-- Start of RECORDS PROVIDED --

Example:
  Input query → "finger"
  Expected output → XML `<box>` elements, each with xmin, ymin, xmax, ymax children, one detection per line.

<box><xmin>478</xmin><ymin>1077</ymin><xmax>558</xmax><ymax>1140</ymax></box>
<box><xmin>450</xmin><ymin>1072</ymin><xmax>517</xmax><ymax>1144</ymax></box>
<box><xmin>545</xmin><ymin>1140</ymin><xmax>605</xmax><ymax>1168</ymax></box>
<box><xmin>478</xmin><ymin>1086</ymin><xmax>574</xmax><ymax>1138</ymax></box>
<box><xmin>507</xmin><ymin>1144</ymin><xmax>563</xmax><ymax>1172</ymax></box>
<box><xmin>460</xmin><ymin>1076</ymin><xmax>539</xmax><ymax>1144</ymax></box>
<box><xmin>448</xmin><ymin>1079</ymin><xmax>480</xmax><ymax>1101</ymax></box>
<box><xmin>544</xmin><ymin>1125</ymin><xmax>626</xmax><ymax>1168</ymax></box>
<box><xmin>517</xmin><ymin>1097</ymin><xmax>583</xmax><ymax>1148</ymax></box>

-- End of RECORDS PROVIDED --

# YOUR TASK
Shift every box coordinate in the answers by 126 by writing out all the rows above again, request lines included, and adding 126 to each xmin, ymin, xmax and ymax value.

# RESULT OF THE EXERCISE
Example:
  Input query → "finger"
  Expected output → XML `<box>` elements, each with xmin, ymin, xmax, ymax children, one detection per line.

<box><xmin>604</xmin><ymin>1203</ymin><xmax>684</xmax><ymax>1266</ymax></box>
<box><xmin>576</xmin><ymin>1198</ymin><xmax>643</xmax><ymax>1270</ymax></box>
<box><xmin>671</xmin><ymin>1266</ymin><xmax>731</xmax><ymax>1294</ymax></box>
<box><xmin>604</xmin><ymin>1212</ymin><xmax>700</xmax><ymax>1264</ymax></box>
<box><xmin>633</xmin><ymin>1270</ymin><xmax>689</xmax><ymax>1298</ymax></box>
<box><xmin>586</xmin><ymin>1202</ymin><xmax>665</xmax><ymax>1270</ymax></box>
<box><xmin>574</xmin><ymin>1205</ymin><xmax>606</xmax><ymax>1227</ymax></box>
<box><xmin>670</xmin><ymin>1251</ymin><xmax>752</xmax><ymax>1294</ymax></box>
<box><xmin>643</xmin><ymin>1223</ymin><xmax>709</xmax><ymax>1274</ymax></box>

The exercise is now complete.